Entries from a pointing dataset:
=-=-=-=-=

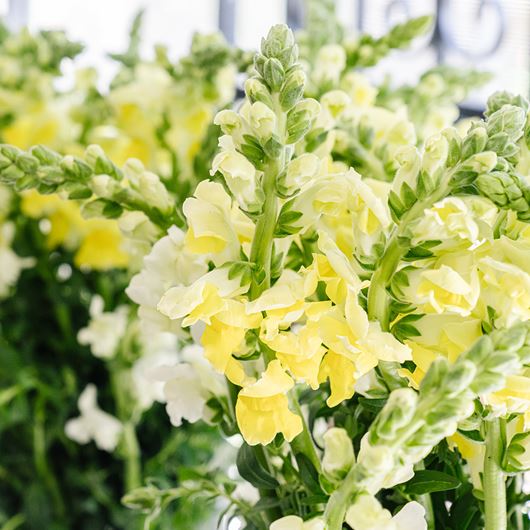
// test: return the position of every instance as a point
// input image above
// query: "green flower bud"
(397, 412)
(481, 162)
(257, 91)
(27, 163)
(279, 38)
(335, 101)
(148, 185)
(460, 377)
(45, 155)
(104, 186)
(517, 455)
(228, 120)
(144, 499)
(508, 119)
(293, 89)
(273, 73)
(474, 142)
(338, 453)
(300, 119)
(262, 120)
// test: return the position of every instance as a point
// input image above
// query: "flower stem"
(133, 474)
(303, 443)
(494, 478)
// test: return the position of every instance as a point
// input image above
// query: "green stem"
(340, 499)
(261, 251)
(378, 303)
(133, 473)
(303, 443)
(131, 449)
(494, 478)
(426, 502)
(396, 248)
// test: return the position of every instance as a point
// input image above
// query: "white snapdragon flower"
(105, 330)
(293, 522)
(239, 173)
(367, 514)
(11, 265)
(167, 265)
(93, 423)
(160, 350)
(338, 453)
(188, 385)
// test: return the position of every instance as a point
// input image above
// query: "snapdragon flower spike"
(482, 163)
(410, 425)
(104, 188)
(258, 142)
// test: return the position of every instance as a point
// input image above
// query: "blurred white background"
(471, 30)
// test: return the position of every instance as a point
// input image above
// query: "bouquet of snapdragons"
(56, 391)
(363, 330)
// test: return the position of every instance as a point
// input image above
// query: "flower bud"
(104, 186)
(300, 171)
(461, 377)
(335, 101)
(273, 73)
(300, 119)
(338, 453)
(238, 172)
(481, 162)
(517, 456)
(279, 39)
(330, 63)
(435, 155)
(508, 119)
(262, 120)
(293, 89)
(376, 458)
(228, 120)
(474, 142)
(92, 153)
(257, 91)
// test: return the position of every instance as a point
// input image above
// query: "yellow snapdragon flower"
(201, 300)
(98, 242)
(216, 226)
(262, 409)
(225, 336)
(451, 284)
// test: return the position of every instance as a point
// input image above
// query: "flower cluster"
(348, 287)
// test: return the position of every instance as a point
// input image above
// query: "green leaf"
(428, 480)
(308, 474)
(252, 470)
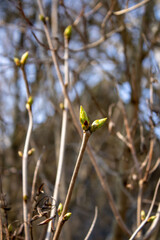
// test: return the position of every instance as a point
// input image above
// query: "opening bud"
(31, 151)
(20, 154)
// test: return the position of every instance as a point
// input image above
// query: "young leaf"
(68, 32)
(67, 216)
(84, 120)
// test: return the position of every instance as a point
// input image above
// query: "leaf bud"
(17, 62)
(67, 216)
(151, 219)
(68, 32)
(60, 209)
(84, 120)
(24, 58)
(143, 215)
(97, 124)
(20, 154)
(31, 151)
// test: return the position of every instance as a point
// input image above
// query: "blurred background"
(112, 58)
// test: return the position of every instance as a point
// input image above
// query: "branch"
(93, 224)
(149, 212)
(86, 136)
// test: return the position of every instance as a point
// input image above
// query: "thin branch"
(153, 225)
(86, 136)
(93, 224)
(149, 212)
(131, 8)
(25, 164)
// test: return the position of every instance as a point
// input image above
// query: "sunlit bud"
(30, 100)
(31, 151)
(97, 124)
(84, 120)
(28, 106)
(47, 18)
(42, 18)
(61, 105)
(60, 209)
(151, 219)
(17, 62)
(20, 154)
(143, 215)
(67, 216)
(10, 227)
(24, 58)
(68, 32)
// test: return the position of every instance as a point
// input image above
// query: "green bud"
(20, 154)
(143, 215)
(30, 100)
(60, 209)
(61, 105)
(68, 32)
(31, 151)
(84, 120)
(67, 216)
(17, 62)
(151, 219)
(97, 124)
(24, 58)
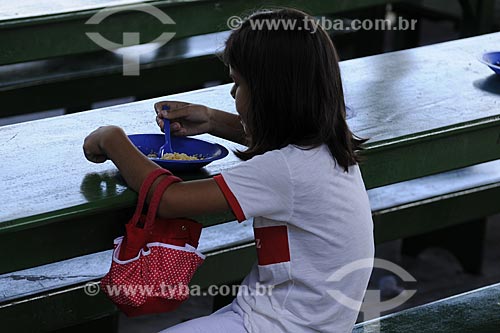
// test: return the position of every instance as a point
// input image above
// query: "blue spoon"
(167, 147)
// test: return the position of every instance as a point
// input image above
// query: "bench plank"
(68, 28)
(474, 311)
(80, 80)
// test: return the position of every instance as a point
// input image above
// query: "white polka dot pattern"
(159, 272)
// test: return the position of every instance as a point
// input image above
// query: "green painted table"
(426, 110)
(476, 311)
(34, 29)
(31, 30)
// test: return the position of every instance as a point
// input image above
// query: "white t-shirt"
(310, 219)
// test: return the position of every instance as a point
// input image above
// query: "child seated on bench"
(300, 179)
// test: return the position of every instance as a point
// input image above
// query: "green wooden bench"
(473, 311)
(56, 206)
(399, 210)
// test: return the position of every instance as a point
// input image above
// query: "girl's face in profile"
(241, 95)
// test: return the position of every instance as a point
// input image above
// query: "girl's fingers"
(171, 105)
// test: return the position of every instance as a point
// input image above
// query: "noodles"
(175, 156)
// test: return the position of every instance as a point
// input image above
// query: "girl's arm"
(181, 199)
(191, 119)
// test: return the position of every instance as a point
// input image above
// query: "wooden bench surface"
(473, 311)
(60, 26)
(75, 82)
(230, 246)
(401, 196)
(103, 63)
(420, 110)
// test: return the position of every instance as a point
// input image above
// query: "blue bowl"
(492, 60)
(151, 143)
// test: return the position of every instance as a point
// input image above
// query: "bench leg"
(104, 324)
(465, 241)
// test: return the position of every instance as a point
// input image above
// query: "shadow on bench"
(55, 292)
(75, 82)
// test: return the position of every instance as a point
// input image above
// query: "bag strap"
(156, 199)
(144, 190)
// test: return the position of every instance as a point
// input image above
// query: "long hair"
(296, 94)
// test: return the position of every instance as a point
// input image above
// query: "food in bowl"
(175, 156)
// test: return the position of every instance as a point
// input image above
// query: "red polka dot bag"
(155, 260)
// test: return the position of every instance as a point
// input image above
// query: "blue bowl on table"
(206, 151)
(492, 60)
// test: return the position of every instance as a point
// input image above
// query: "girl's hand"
(185, 118)
(93, 145)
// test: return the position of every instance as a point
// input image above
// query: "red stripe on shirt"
(272, 244)
(231, 199)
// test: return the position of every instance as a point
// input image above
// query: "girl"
(299, 180)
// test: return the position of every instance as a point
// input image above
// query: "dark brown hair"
(296, 94)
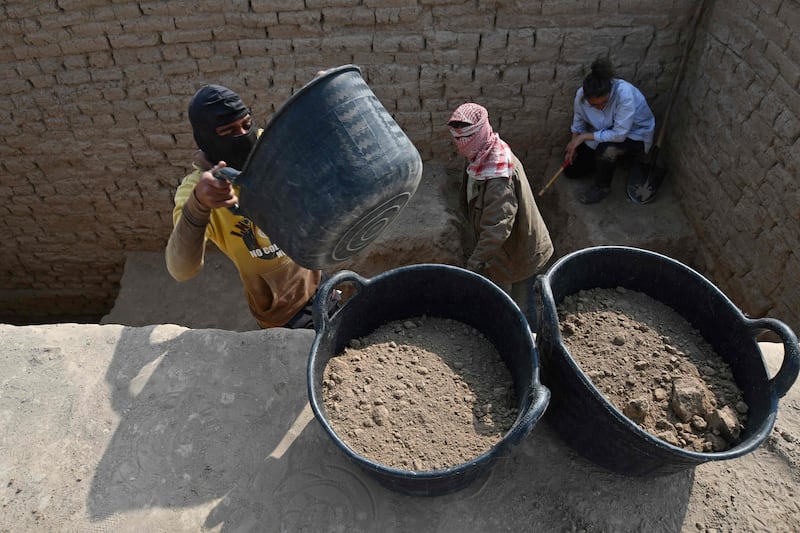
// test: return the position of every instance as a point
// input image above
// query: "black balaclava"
(214, 106)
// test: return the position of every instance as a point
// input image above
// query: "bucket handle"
(541, 398)
(321, 310)
(790, 367)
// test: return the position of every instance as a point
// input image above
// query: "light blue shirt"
(625, 115)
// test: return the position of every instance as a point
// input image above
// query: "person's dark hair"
(598, 82)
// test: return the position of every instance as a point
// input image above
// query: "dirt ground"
(177, 415)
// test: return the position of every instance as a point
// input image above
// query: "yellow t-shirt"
(275, 286)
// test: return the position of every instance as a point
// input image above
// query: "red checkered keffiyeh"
(488, 154)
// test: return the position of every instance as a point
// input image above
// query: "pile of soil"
(420, 394)
(652, 365)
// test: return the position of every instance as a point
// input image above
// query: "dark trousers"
(602, 161)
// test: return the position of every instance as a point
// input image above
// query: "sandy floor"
(165, 428)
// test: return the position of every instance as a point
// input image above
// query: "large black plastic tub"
(437, 291)
(589, 423)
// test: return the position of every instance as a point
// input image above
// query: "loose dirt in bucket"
(420, 394)
(651, 364)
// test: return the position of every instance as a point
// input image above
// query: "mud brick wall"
(736, 150)
(95, 136)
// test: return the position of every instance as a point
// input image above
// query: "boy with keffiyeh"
(512, 243)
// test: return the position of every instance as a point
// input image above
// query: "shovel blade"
(644, 182)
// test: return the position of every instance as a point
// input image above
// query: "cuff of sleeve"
(195, 213)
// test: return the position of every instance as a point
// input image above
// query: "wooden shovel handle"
(554, 178)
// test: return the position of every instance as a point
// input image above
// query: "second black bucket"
(590, 423)
(330, 172)
(438, 291)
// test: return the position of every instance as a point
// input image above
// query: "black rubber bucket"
(330, 172)
(589, 423)
(437, 291)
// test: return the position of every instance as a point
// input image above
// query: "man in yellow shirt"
(279, 292)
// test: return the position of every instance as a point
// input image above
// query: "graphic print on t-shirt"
(247, 231)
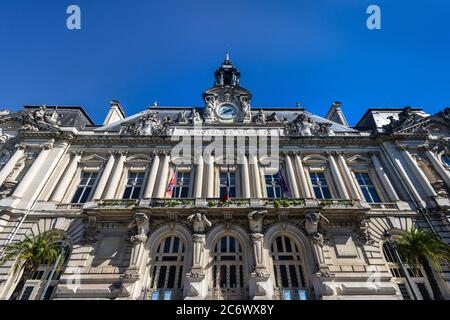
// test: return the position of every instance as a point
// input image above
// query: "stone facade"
(143, 220)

=-=-=-=-=

** EXERCISE DETAILS **
Count the lines in the items that contain the string "white", matching case exactly, and reply with the number alone.

** OUTPUT FOR THIS EXERCISE **
4